(TASK DETAILS)
Exclude images, then output the remaining data verbatim.

(Recorded data)
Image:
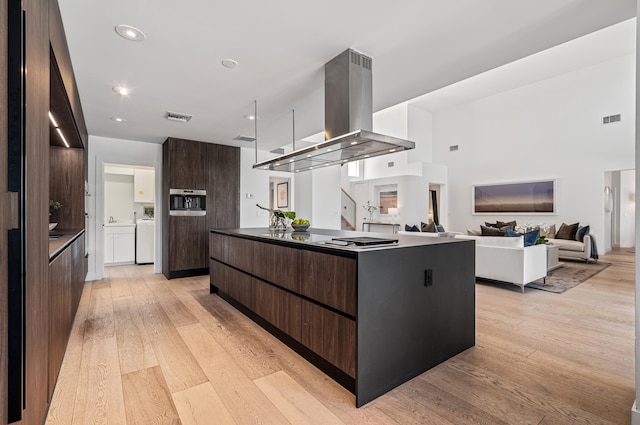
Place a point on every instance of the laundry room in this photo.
(129, 219)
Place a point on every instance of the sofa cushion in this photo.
(567, 231)
(491, 231)
(497, 241)
(581, 232)
(473, 232)
(550, 232)
(568, 245)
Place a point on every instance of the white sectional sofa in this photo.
(504, 258)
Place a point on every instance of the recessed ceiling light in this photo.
(53, 121)
(123, 91)
(130, 33)
(229, 63)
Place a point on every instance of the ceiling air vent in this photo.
(611, 119)
(175, 116)
(244, 139)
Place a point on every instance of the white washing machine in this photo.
(145, 241)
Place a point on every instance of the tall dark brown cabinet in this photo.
(31, 33)
(195, 165)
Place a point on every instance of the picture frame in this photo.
(282, 195)
(528, 197)
(387, 199)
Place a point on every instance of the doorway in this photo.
(619, 209)
(128, 214)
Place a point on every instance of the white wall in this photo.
(106, 150)
(325, 198)
(254, 189)
(550, 129)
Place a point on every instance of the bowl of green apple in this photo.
(300, 225)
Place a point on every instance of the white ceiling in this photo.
(417, 47)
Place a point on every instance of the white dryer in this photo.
(145, 241)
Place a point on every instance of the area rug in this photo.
(570, 275)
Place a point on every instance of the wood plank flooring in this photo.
(145, 350)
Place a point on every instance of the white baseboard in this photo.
(91, 276)
(635, 415)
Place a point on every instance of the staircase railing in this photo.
(348, 209)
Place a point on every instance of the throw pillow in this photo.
(567, 231)
(512, 233)
(491, 231)
(431, 227)
(549, 233)
(511, 224)
(530, 237)
(581, 232)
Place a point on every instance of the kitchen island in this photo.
(371, 317)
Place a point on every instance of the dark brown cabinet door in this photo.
(66, 281)
(329, 279)
(188, 243)
(239, 253)
(330, 335)
(277, 264)
(279, 308)
(187, 164)
(223, 188)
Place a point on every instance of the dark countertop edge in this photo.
(67, 237)
(406, 241)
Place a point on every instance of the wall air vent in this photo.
(175, 116)
(611, 119)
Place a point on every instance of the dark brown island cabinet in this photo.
(197, 166)
(370, 317)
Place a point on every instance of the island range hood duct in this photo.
(348, 111)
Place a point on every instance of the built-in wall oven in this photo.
(187, 202)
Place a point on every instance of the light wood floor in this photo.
(145, 350)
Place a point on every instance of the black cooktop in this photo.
(367, 241)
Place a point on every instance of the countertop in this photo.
(59, 239)
(318, 239)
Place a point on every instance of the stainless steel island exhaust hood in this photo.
(348, 111)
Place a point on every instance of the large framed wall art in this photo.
(533, 197)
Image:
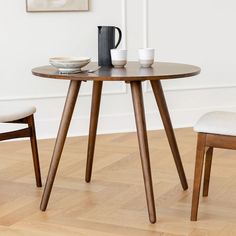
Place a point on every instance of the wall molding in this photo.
(148, 89)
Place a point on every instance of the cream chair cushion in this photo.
(5, 127)
(217, 122)
(11, 113)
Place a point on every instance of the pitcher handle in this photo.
(120, 36)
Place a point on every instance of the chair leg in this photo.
(34, 148)
(207, 171)
(198, 174)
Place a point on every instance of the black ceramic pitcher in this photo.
(106, 42)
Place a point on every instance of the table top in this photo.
(131, 72)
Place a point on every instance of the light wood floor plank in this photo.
(114, 204)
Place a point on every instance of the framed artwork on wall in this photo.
(56, 5)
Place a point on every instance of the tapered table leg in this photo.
(161, 102)
(61, 136)
(96, 98)
(137, 95)
(34, 148)
(200, 153)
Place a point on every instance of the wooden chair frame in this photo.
(27, 132)
(205, 144)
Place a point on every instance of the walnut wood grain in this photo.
(96, 99)
(132, 72)
(60, 141)
(139, 112)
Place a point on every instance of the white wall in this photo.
(195, 32)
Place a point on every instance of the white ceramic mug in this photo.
(118, 57)
(146, 57)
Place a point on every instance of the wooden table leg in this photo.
(96, 98)
(60, 141)
(161, 103)
(137, 95)
(34, 148)
(200, 153)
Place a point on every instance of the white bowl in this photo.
(69, 64)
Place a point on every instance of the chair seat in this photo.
(11, 113)
(5, 127)
(218, 122)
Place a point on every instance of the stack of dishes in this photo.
(69, 64)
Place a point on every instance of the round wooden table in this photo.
(134, 75)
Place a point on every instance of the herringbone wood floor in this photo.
(114, 204)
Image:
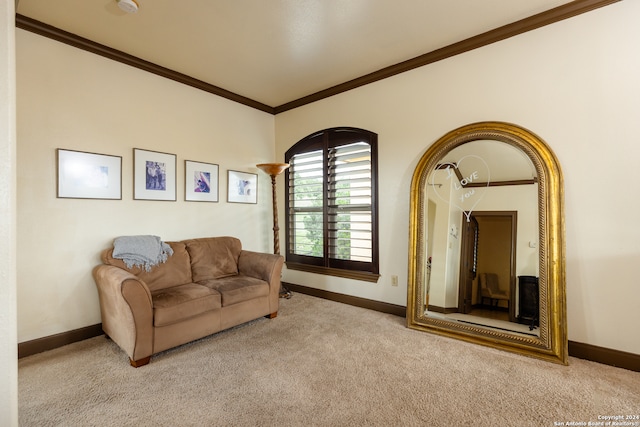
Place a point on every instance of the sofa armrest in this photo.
(264, 266)
(126, 310)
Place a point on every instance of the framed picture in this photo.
(88, 175)
(154, 175)
(242, 187)
(200, 181)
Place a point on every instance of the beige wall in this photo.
(8, 313)
(574, 83)
(71, 99)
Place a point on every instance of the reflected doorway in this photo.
(488, 244)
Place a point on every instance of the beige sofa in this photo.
(207, 285)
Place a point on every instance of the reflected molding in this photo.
(551, 345)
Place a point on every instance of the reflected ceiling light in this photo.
(129, 6)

(TASK ANSWER)
Image:
Place a point on every instance of the laundry room in this photo.
(129, 219)
Place a point on every instance of the sofa cushion in this photo.
(567, 231)
(491, 231)
(497, 241)
(581, 232)
(473, 232)
(550, 232)
(568, 245)
Place a point on every instance of the white sectional sofa in this photo.
(504, 258)
Place a point on every instance of the recessed ceiling light in this photo.
(53, 121)
(123, 91)
(130, 33)
(229, 63)
Place a point on every instance of the ceiling air vent in this photo.
(611, 119)
(175, 116)
(244, 139)
Place a point on every instance of the white washing machine in this photo.
(145, 241)
Place a point on every instance of the tall dark brown cabinet in this photo.
(31, 33)
(195, 165)
Place a point on every instance of the picture frame in this photo.
(282, 195)
(528, 197)
(387, 199)
Place a point on every instance of the doorway in this photo.
(619, 209)
(128, 214)
Place a point on every instance of the white wall in this photo.
(106, 150)
(325, 198)
(254, 189)
(550, 129)
Place a point on every instance of the bowl of green apple in this photo.
(300, 225)
Place a point on every instance of the white ceiling in this photo.
(417, 47)
Place a point on every instance of the white dryer in this photo.
(145, 241)
Place a point on every instance of the area rug in this photo.
(570, 275)
Place a point on every instance of the wood plank flooring in this photo.
(145, 350)
Place a point on every instance of the white baseboard in this photo.
(91, 276)
(635, 415)
Place a point on every instance of the staircase railing in this photo.
(348, 209)
Place a point on every instance of the throw pillow in this photo.
(567, 231)
(512, 233)
(491, 231)
(431, 227)
(549, 233)
(511, 224)
(530, 237)
(581, 232)
Place a point on every instance of the kitchen island in this photo.
(371, 317)
Place a point on every instance of the dark brown cabinet door in this photo.
(66, 281)
(329, 279)
(188, 243)
(239, 253)
(330, 335)
(277, 264)
(279, 308)
(187, 164)
(223, 188)
Place a point on every instance of the dark countertop edge in this photo.
(67, 237)
(406, 241)
Place a point on every instance of the wall air vent in this photo.
(175, 116)
(611, 119)
Place a point on every instance of the dark brown island cabinet in this photo.
(197, 166)
(370, 317)
Place a point on every instance of the island range hood duct in this photo.
(348, 111)
Place a point on every instance of the built-in wall oven in this photo.
(187, 202)
Place a point on every instance of the light wood floor in this photo.
(145, 350)
Place a point on every instance of the black cooktop in this photo.
(367, 241)
Place a point on every instance of the countertop in this photo.
(59, 239)
(318, 239)
Place a point on every instance of the stainless steel island exhaust hood in this photo.
(348, 111)
Place a point on every instance of the large framed wall art in this photo.
(533, 197)
Image:
Place a point on every instance of the wall molding in this photo.
(148, 89)
Place a point on every instance of the cream chair cushion in this photo.
(5, 127)
(217, 122)
(11, 113)
Place a point on every instance of the pitcher handle in this photo.
(120, 36)
Place a point on every instance of the chair leg in this photo.
(34, 148)
(207, 171)
(198, 174)
Place a point on every instance of the black ceramic pitcher in this photo.
(106, 42)
Place a point on every instance of the table top in this photo.
(131, 72)
Place a point on every instance of the light wood floor plank in this photo.
(114, 204)
Place a point on every instance of the framed artwork on wall in this photo.
(56, 5)
Place a point on every instance of the tapered table leg in this photo.
(161, 102)
(61, 136)
(96, 98)
(137, 95)
(34, 148)
(200, 153)
Place a point on every instance of the wooden chair frame in this photo.
(27, 132)
(205, 144)
Place a point on every instance of the walnut wood grain in this photo.
(96, 99)
(132, 72)
(60, 141)
(139, 112)
Place a point on every instance of the white wall in this photo.
(195, 32)
Place a point on every instance of the white ceramic mug in this photo.
(118, 57)
(146, 57)
Place a point on every instance of the wooden table leg in this photo.
(96, 98)
(60, 141)
(161, 103)
(137, 95)
(34, 148)
(200, 153)
Place a point on every instance of the white bowl in this photo.
(69, 64)
Place a point on every instance of the chair seat in this photo.
(11, 113)
(5, 127)
(218, 122)
Place a point on every instance of the stack of dishes in this photo.
(69, 64)
Place a point on every instance of the round wooden table in this photo.
(134, 75)
Place a point on every instance of the herringbone wood floor in this photo.
(114, 204)
Image:
Place a point on every instance of the sofa armrest in this photo.
(264, 266)
(126, 310)
Place a point on every instance of the framed picture in this photo.
(88, 175)
(154, 175)
(242, 187)
(200, 181)
Place a point on every instance of the beige wall in this photo.
(8, 313)
(574, 83)
(71, 99)
Place a point on every instance of the reflected doorway in this photo.
(488, 244)
Place a point on every instance of the beige sofa in this photo.
(207, 285)
Place a point on every instance of the reflected molding in this photo.
(551, 345)
Place a point on every instance of the reflected ceiling light in this photo.
(129, 6)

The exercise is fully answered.